**EXERCISE A**:
Show every line in the rows below that contains the word "jacket".

**SOURCE DOCUMENT**:

═══

# Milking and Training Questions



## greenbean (Apr 26, 2013)

Hey guys, so I have some questions and wasn't quite sure where to post them.  

How hard is it to halter train sheep?
Do I train them to use a milk stand (like a goats milk stand) or ?
If so, how do I train them to a milk stand?
Is the udder care the same or similar to that of a goat?  (Like washing, teat dip, etc.)
How soon after lambing do I start milking?  Can I start the day of, that way I can save some colostrum or should I wait and just let the lamb(s) have all of it?
Is there anything I should test the milk for?  (I won't be pasturizing.)

Anything else anyone would like to add would be great.


----------



## purplequeenvt (Apr 26, 2013)

greenbean said:
			
		

> Hey guys, so I have some questions and wasn't quite sure where to post them.
> 
> How hard is it to halter train sheep?
> *Not hard. I assume you've halter trained your cows before? Same idea.*
> ...


----------



## thestewarts (Apr 30, 2013)

The guy down the road from me puts a bucket of feed down and ties her to a post, strattles her and milks her backwards if that makes sence. We have not tried to milk our sheep yet because she is so timid... but she is warming up to us so we will try something soon. We dont have a stand yet but I do have plans for making one with reclaimed pallets and we just found a weekly source of free pallets so we will be experimenting soon!


----------



## Jes (Apr 30, 2013)

I'm just curious: what breed(s) do you milk?


----------



## thestewarts (Apr 30, 2013)

We just started out awith Icelandic sheep. There are breeds specifically for milk though.


----------



## SheepGirl (Apr 30, 2013)

You can milk any breed of sheep. However the ones that are bred for milk production (dairy sheep) are East Friesians, Lacaunes, some Dorsets, and Rideau Arcotts.


----------



## greenbean (May 6, 2013)

Thanks guys


----------



## eweinHiscare (May 18, 2013)

I am a new sheep milker this year, just now learning a few things I wish I'd known a few months ago, so I'll post about it.

I brought home a long pallet along with other free pallets and put together what is working so far, see the pic.

The long pallet already had spaces where I could simply drop a board into and create instant headlock, no nails needed.

The end pieces are pallets attached with baling twine for stability.  This is just prototype, I could build this better now that I know it works.

I can lock two sheep into it, easy, with the drop-in-place boards as soon as they go for their grain in the buckets.

═══

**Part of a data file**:

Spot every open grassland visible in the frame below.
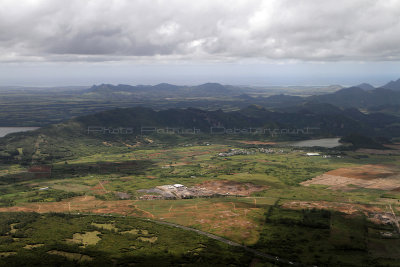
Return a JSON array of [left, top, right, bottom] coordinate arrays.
[[0, 137, 400, 266], [0, 213, 252, 266]]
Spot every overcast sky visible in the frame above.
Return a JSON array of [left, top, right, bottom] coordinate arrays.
[[0, 0, 400, 86]]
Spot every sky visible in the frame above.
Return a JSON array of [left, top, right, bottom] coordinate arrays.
[[0, 0, 400, 86]]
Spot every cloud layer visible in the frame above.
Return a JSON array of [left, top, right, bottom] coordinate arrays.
[[0, 0, 400, 62]]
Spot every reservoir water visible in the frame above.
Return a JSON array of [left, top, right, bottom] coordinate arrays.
[[290, 138, 341, 148], [0, 127, 39, 137]]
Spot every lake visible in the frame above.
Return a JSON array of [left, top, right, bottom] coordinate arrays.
[[0, 127, 40, 137], [289, 138, 341, 148]]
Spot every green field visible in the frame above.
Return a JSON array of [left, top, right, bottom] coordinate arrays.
[[0, 135, 400, 266]]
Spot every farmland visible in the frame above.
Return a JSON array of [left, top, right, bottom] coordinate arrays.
[[0, 131, 400, 266]]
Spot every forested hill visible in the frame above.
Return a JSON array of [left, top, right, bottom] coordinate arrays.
[[74, 104, 400, 137]]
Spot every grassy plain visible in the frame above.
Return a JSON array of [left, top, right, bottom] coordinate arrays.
[[0, 136, 400, 266]]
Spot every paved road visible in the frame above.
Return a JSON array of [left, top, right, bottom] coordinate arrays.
[[71, 213, 302, 266]]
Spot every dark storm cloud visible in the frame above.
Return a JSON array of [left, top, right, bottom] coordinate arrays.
[[0, 0, 400, 62]]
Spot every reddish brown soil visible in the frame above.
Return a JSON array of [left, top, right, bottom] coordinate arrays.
[[301, 165, 400, 191], [238, 141, 277, 145], [196, 180, 268, 196]]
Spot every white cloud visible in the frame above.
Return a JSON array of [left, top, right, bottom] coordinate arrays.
[[0, 0, 400, 62]]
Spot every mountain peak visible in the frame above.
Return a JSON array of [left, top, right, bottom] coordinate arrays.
[[355, 83, 375, 91], [382, 79, 400, 91]]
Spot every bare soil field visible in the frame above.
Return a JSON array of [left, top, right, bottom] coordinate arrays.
[[301, 164, 400, 191], [238, 141, 277, 145], [196, 180, 268, 196], [282, 201, 400, 230]]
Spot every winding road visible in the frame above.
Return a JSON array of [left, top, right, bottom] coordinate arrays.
[[70, 213, 304, 267]]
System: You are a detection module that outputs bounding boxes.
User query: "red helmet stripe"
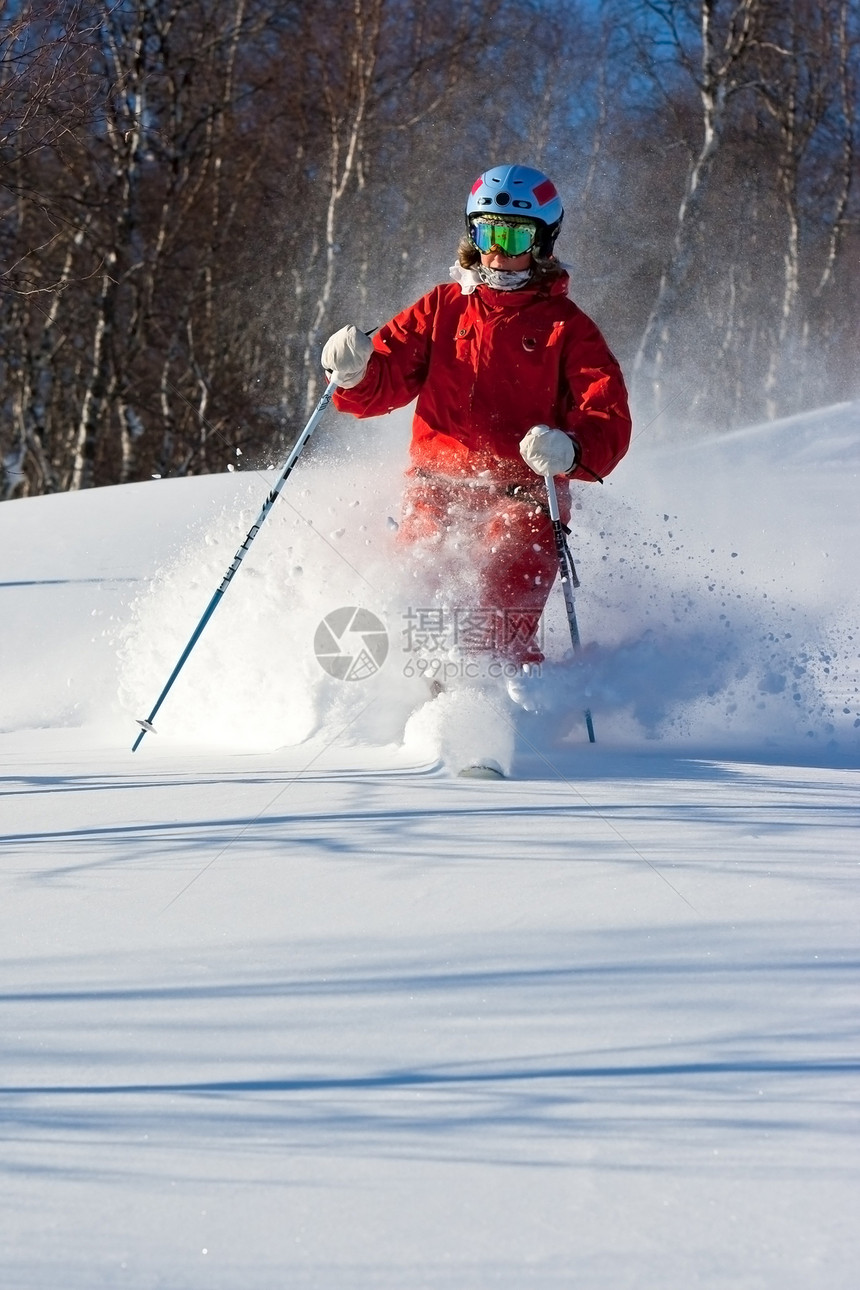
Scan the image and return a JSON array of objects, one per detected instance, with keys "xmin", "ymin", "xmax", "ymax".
[{"xmin": 531, "ymin": 179, "xmax": 558, "ymax": 206}]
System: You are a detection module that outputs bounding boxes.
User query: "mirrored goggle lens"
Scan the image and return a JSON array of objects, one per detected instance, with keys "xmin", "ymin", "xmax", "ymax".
[{"xmin": 472, "ymin": 219, "xmax": 536, "ymax": 255}]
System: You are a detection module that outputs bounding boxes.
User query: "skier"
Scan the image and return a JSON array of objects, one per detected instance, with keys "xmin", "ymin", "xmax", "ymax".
[{"xmin": 322, "ymin": 165, "xmax": 630, "ymax": 671}]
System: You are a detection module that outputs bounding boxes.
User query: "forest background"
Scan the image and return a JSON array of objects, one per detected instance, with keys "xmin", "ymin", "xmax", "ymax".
[{"xmin": 0, "ymin": 0, "xmax": 860, "ymax": 498}]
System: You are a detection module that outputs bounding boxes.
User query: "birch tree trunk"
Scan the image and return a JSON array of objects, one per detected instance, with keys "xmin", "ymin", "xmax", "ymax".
[{"xmin": 633, "ymin": 0, "xmax": 762, "ymax": 419}]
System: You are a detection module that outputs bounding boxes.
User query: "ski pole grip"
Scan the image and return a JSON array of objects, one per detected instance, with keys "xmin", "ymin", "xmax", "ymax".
[{"xmin": 544, "ymin": 475, "xmax": 561, "ymax": 524}]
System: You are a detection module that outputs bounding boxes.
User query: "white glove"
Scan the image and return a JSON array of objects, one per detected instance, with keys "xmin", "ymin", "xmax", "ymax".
[
  {"xmin": 322, "ymin": 323, "xmax": 373, "ymax": 390},
  {"xmin": 520, "ymin": 426, "xmax": 579, "ymax": 475}
]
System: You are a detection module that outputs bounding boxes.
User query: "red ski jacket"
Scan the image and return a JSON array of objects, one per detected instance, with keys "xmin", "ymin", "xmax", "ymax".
[{"xmin": 334, "ymin": 273, "xmax": 630, "ymax": 484}]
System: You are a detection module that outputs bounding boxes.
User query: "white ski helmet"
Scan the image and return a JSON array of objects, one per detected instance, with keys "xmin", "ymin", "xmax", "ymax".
[{"xmin": 465, "ymin": 165, "xmax": 565, "ymax": 257}]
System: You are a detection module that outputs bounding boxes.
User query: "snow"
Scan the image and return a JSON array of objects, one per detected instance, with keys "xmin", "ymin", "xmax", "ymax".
[{"xmin": 0, "ymin": 404, "xmax": 860, "ymax": 1290}]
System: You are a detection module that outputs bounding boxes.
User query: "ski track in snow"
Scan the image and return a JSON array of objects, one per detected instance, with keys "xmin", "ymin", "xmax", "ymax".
[{"xmin": 0, "ymin": 405, "xmax": 860, "ymax": 1290}]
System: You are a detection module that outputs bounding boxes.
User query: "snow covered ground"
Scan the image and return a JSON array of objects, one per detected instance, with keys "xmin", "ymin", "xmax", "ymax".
[{"xmin": 0, "ymin": 405, "xmax": 860, "ymax": 1290}]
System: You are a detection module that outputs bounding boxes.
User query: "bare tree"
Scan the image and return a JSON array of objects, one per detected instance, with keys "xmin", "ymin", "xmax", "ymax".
[{"xmin": 633, "ymin": 0, "xmax": 765, "ymax": 415}]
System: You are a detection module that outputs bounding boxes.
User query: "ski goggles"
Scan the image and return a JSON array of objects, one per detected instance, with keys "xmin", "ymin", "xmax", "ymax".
[{"xmin": 469, "ymin": 218, "xmax": 538, "ymax": 255}]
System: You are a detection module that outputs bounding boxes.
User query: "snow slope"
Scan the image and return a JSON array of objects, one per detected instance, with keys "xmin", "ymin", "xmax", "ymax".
[{"xmin": 0, "ymin": 405, "xmax": 860, "ymax": 1290}]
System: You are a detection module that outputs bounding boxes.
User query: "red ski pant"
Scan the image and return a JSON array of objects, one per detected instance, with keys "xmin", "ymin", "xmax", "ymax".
[{"xmin": 398, "ymin": 476, "xmax": 570, "ymax": 664}]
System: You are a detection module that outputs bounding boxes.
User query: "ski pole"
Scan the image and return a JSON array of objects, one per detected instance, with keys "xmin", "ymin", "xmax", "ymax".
[
  {"xmin": 132, "ymin": 372, "xmax": 338, "ymax": 752},
  {"xmin": 544, "ymin": 475, "xmax": 594, "ymax": 743}
]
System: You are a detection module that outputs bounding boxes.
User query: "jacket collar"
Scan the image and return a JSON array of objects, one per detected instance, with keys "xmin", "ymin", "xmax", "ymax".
[{"xmin": 476, "ymin": 271, "xmax": 570, "ymax": 310}]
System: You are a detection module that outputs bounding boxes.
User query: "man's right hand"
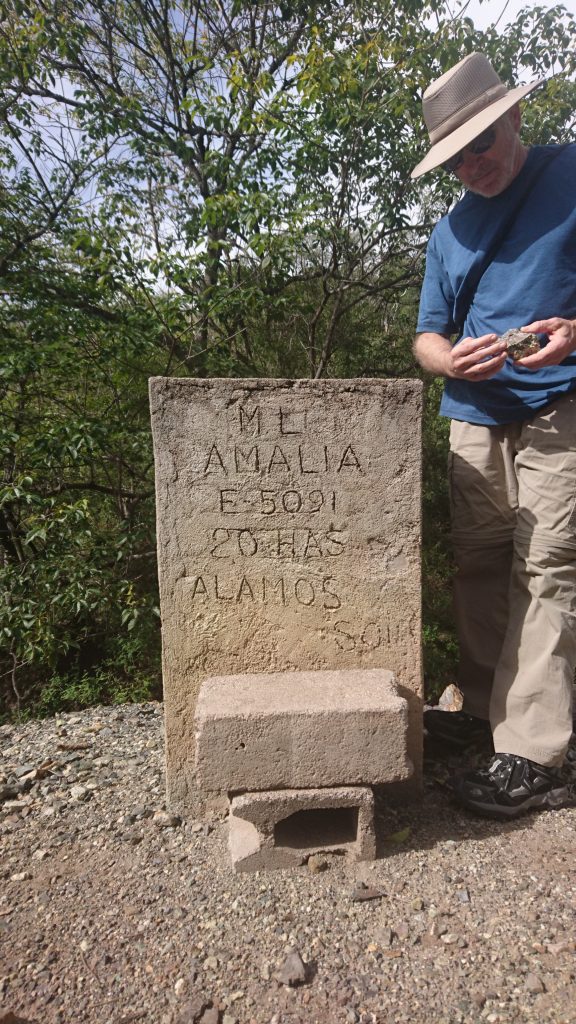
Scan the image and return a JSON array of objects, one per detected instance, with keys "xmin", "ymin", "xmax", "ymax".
[
  {"xmin": 414, "ymin": 332, "xmax": 506, "ymax": 381},
  {"xmin": 446, "ymin": 334, "xmax": 506, "ymax": 381}
]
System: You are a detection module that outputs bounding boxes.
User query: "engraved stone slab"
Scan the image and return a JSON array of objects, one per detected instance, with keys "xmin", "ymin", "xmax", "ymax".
[
  {"xmin": 229, "ymin": 785, "xmax": 376, "ymax": 871},
  {"xmin": 151, "ymin": 378, "xmax": 421, "ymax": 811},
  {"xmin": 196, "ymin": 669, "xmax": 412, "ymax": 793}
]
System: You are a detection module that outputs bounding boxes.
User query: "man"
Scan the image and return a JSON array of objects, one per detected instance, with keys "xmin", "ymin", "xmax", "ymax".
[{"xmin": 412, "ymin": 53, "xmax": 576, "ymax": 818}]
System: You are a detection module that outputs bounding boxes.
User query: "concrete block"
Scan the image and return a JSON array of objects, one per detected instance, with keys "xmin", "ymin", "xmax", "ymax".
[
  {"xmin": 230, "ymin": 786, "xmax": 376, "ymax": 871},
  {"xmin": 196, "ymin": 669, "xmax": 412, "ymax": 793}
]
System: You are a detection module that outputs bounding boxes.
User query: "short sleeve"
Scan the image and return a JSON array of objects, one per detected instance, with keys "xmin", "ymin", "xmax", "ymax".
[{"xmin": 416, "ymin": 228, "xmax": 457, "ymax": 336}]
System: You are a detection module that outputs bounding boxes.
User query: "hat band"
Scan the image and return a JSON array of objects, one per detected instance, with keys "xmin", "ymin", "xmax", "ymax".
[{"xmin": 428, "ymin": 82, "xmax": 508, "ymax": 145}]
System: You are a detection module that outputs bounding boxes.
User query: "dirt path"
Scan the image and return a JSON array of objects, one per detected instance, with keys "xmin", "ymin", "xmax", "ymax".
[{"xmin": 0, "ymin": 705, "xmax": 576, "ymax": 1024}]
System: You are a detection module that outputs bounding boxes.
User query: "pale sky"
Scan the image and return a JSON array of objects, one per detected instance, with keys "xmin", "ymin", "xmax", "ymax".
[{"xmin": 466, "ymin": 0, "xmax": 576, "ymax": 29}]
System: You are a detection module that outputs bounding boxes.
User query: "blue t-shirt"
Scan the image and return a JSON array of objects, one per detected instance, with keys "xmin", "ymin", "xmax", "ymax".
[{"xmin": 417, "ymin": 144, "xmax": 576, "ymax": 424}]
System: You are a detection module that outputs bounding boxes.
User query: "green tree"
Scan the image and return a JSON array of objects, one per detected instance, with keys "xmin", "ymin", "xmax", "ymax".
[{"xmin": 0, "ymin": 0, "xmax": 575, "ymax": 707}]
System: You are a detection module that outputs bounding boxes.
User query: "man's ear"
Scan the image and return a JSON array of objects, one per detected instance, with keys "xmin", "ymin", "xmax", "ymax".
[{"xmin": 507, "ymin": 103, "xmax": 522, "ymax": 132}]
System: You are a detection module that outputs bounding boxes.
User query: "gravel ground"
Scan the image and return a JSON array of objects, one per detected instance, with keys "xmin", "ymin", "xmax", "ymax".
[{"xmin": 0, "ymin": 703, "xmax": 576, "ymax": 1024}]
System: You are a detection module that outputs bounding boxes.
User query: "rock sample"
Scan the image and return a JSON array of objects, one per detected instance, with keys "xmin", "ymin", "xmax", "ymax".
[{"xmin": 500, "ymin": 328, "xmax": 540, "ymax": 362}]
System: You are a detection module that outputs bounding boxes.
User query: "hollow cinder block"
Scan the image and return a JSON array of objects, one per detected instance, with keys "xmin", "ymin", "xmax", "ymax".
[
  {"xmin": 196, "ymin": 669, "xmax": 412, "ymax": 793},
  {"xmin": 230, "ymin": 786, "xmax": 376, "ymax": 871}
]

═══

**EXERCISE B**:
Proceed with the forum thread on milking and training sheep, picking up after its last sentence.

**WRITTEN REPLY A**:
User query: "red ski jacket"
User query: "jacket collar"

**WRITTEN REPLY B**:
They go in voluntarily, no chasing or struggling.  So rig up something where you can just routinely feed your sheep well before you

are ready to actually to milk them and they will be used to it...less stressful.

To milk the sheep I sit behind them on a cinder block and milk into a 6 qt. stainless steel stock pot which I hold between my knees.

There was a video on youtube where I learned that.

The sheep will try to dance about a bit at first but mine seem to have become calmer already and they were never milked before.

My sheep are part East Friesian which hopefully will mean their lactations will last longer than Katahdins.

Really good milk, great in coffee and for making yogurt, ice cream, etc.


----------



## eweinHiscare (May 18, 2013)

To answer a couple of your questions, the udder of a sheep will have that greasy lanolin so washing it would be helpful. I use wet wipes.

 I would say you could start milking her when the lamb is about 6 weeks old and can be separated from the ewe for 12 hours. 
That way there will be some milk for you.

 They can be safely 100% weaned at 3 months but some people wean them earlier.

I also have goats that I milk and their udders are different from the sheep's udder and the technique required is quite different.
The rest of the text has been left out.